[Pacemaker] Pacemaker/corosync freeze
Jan Friesse
jfriesse at redhat.com
Wed Mar 12 13:27:03 UTC 2014
Attila Megyeri napsal(a):
> Hello Jan,
>
> Thank you very much for your help so far.
>
>> -----Original Message-----
>> From: Jan Friesse [mailto:jfriesse at redhat.com]
>> Sent: Wednesday, March 12, 2014 9:51 AM
>> To: The Pacemaker cluster resource manager
>> Subject: Re: [Pacemaker] Pacemaker/corosync freeze
>>
>> Attila Megyeri napsal(a):
>>>
>>>> -----Original Message-----
>>>> From: Andrew Beekhof [mailto:andrew at beekhof.net]
>>>> Sent: Tuesday, March 11, 2014 10:27 PM
>>>> To: The Pacemaker cluster resource manager
>>>> Subject: Re: [Pacemaker] Pacemaker/corosync freeze
>>>>
>>>>
>>>> On 12 Mar 2014, at 1:54 am, Attila Megyeri
>>>> <amegyeri at minerva-soft.com>
>>>> wrote:
>>>>
>>>>>>
>>>>>> -----Original Message-----
>>>>>> From: Andrew Beekhof [mailto:andrew at beekhof.net]
>>>>>> Sent: Tuesday, March 11, 2014 12:48 AM
>>>>>> To: The Pacemaker cluster resource manager
>>>>>> Subject: Re: [Pacemaker] Pacemaker/corosync freeze
>>>>>>
>>>>>>
>>>>>> On 7 Mar 2014, at 5:54 pm, Attila Megyeri
>>>>>> <amegyeri at minerva-soft.com>
>>>>>> wrote:
>>>>>>
>>>>>>> Thanks for the quick response!

> _Actions to take_
1. In the Pacemaker/corosync freeze thread, turn the quoted message header beginning "From: Jan Friesse" into a brief list that keeps its main facts.
2. Proceed with the Pacemaker/corosync freeze thread, picking up after its final line.

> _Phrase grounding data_
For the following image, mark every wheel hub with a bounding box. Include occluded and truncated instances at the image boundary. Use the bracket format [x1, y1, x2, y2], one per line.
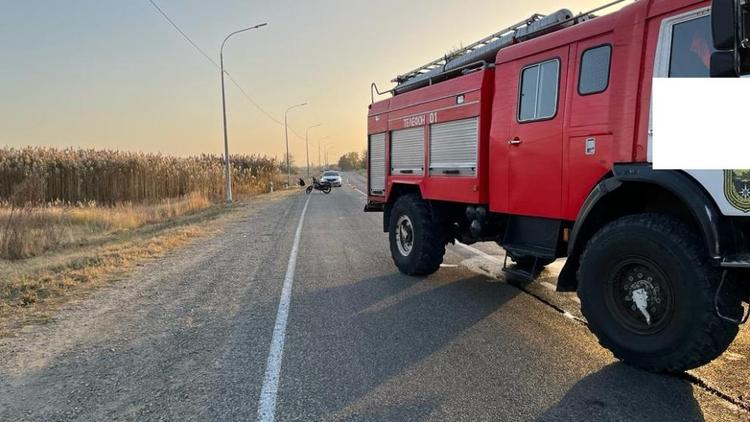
[396, 215, 414, 256]
[611, 260, 673, 334]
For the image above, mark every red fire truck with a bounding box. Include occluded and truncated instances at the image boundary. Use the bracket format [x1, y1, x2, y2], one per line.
[365, 0, 750, 372]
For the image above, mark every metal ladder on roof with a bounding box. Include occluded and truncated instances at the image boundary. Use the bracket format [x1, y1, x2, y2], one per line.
[391, 13, 545, 83]
[378, 0, 628, 97]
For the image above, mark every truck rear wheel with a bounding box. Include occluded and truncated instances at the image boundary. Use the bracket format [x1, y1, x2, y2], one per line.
[388, 195, 445, 275]
[578, 214, 742, 372]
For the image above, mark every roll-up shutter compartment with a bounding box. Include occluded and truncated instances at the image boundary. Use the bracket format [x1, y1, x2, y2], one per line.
[367, 133, 385, 195]
[391, 127, 424, 175]
[430, 117, 479, 176]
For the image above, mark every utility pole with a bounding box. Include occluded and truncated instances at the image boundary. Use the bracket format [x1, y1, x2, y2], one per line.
[323, 145, 333, 167]
[284, 103, 307, 187]
[219, 23, 268, 203]
[305, 125, 322, 177]
[318, 136, 330, 170]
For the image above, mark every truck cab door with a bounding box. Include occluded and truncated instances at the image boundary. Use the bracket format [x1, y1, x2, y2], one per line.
[506, 46, 569, 219]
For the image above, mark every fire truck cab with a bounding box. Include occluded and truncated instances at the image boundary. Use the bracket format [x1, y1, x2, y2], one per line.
[365, 0, 750, 371]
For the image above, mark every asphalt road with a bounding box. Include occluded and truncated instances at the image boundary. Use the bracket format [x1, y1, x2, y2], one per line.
[0, 176, 750, 421]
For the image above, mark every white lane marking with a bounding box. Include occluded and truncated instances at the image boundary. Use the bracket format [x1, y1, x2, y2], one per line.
[258, 196, 312, 422]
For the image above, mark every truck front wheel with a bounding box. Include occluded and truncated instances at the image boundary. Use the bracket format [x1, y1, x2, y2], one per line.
[388, 195, 445, 275]
[578, 214, 742, 372]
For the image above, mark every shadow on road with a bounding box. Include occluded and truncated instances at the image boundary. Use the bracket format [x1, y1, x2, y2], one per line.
[281, 274, 519, 420]
[538, 363, 704, 421]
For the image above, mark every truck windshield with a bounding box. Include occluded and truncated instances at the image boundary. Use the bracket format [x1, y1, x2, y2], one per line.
[669, 16, 716, 78]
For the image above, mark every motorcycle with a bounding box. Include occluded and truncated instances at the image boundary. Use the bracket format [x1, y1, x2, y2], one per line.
[299, 177, 333, 195]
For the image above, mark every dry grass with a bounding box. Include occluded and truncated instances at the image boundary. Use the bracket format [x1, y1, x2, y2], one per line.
[0, 194, 211, 260]
[0, 226, 205, 337]
[0, 147, 279, 206]
[0, 190, 296, 337]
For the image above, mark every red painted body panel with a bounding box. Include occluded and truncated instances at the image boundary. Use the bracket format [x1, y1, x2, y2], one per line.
[368, 0, 710, 221]
[368, 69, 495, 204]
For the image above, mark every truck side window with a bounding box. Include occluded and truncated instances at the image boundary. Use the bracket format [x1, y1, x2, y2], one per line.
[578, 45, 612, 95]
[669, 16, 715, 78]
[518, 59, 560, 122]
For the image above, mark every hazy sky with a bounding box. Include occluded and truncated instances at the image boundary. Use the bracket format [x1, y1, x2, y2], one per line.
[0, 0, 624, 163]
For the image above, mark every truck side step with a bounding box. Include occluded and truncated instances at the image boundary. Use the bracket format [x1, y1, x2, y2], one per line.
[503, 254, 541, 282]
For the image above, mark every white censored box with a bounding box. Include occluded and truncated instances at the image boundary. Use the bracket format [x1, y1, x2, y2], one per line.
[651, 78, 750, 170]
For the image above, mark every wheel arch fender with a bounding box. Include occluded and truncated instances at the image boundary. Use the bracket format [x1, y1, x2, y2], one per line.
[558, 164, 731, 291]
[383, 183, 423, 233]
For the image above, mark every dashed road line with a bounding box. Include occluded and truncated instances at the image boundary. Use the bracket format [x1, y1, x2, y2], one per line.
[258, 196, 311, 422]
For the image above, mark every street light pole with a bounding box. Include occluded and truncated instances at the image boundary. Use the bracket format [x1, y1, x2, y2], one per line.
[318, 136, 330, 169]
[305, 125, 323, 177]
[323, 145, 333, 167]
[284, 103, 307, 186]
[219, 23, 268, 203]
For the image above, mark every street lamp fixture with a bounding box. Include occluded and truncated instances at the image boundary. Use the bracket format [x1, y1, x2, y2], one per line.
[284, 103, 307, 186]
[219, 23, 268, 203]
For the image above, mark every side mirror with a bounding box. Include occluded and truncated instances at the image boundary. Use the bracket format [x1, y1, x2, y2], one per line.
[711, 0, 741, 51]
[711, 51, 737, 78]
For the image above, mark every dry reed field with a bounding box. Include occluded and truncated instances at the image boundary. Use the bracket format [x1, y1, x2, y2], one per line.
[0, 147, 278, 260]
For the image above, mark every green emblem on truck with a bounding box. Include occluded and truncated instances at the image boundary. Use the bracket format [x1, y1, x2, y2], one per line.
[724, 170, 750, 212]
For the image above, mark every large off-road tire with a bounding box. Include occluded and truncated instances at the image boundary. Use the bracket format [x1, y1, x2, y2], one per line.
[578, 214, 742, 372]
[388, 195, 446, 276]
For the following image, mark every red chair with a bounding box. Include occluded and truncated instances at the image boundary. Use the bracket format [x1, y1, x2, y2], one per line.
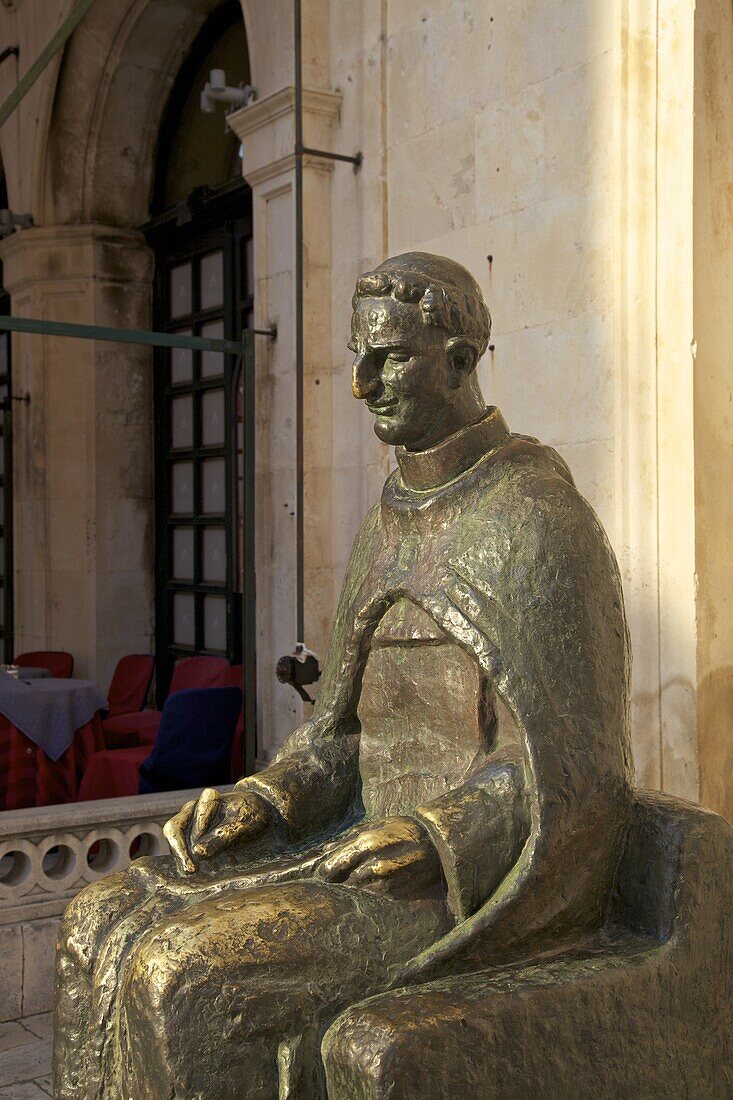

> _Your responses_
1.
- From: Jan Friesse (jfriesse at redhat.com)
- Sent: Wednesday, March 12, 2014, 9:51 AM
- To: The Pacemaker cluster resource manager
- Subject: Re: [Pacemaker] Pacemaker/corosync freeze

2.
>>>>>>>
>>>>>>>> -----Original Message-----
>>>>>>>> From: Andrew Beekhof [mailto:andrew at beekhof.net]
>>>>>>>> Sent: Friday, March 07, 2014 3:48 AM
>>>>>>>> To: The Pacemaker cluster resource manager
>>>>>>>> Subject: Re: [Pacemaker] Pacemaker/corosync freeze
>>>>>>>>
>>>>>>>>
>>>>>>>> On 7 Mar 2014, at 5:31 am, Attila Megyeri
>>>>>>>> <amegyeri at minerva-soft.com>
>>>>>>>> wrote:
>>>>>>>>
>>>>>>>>> Hello,
>>>>>>>>>
>>>>>>>>> We have a strange issue with Corosync/Pacemaker.
>>>>>>>>> From time to time, something unexpected happens and suddenly
>> the
>>>>>>>> crm_mon output remains static.
>>>>>>>>> When I check the cpu usage, I see that one of the cores uses
>>>>>>>>> 100% cpu, but
>>>>>>>> cannot actually match it to either the corosync or one of the
>>>>>>>> pacemaker processes.
>>>>>>>>>
>>>>>>>>> In such a case, this high CPU usage is happening on all 7 nodes.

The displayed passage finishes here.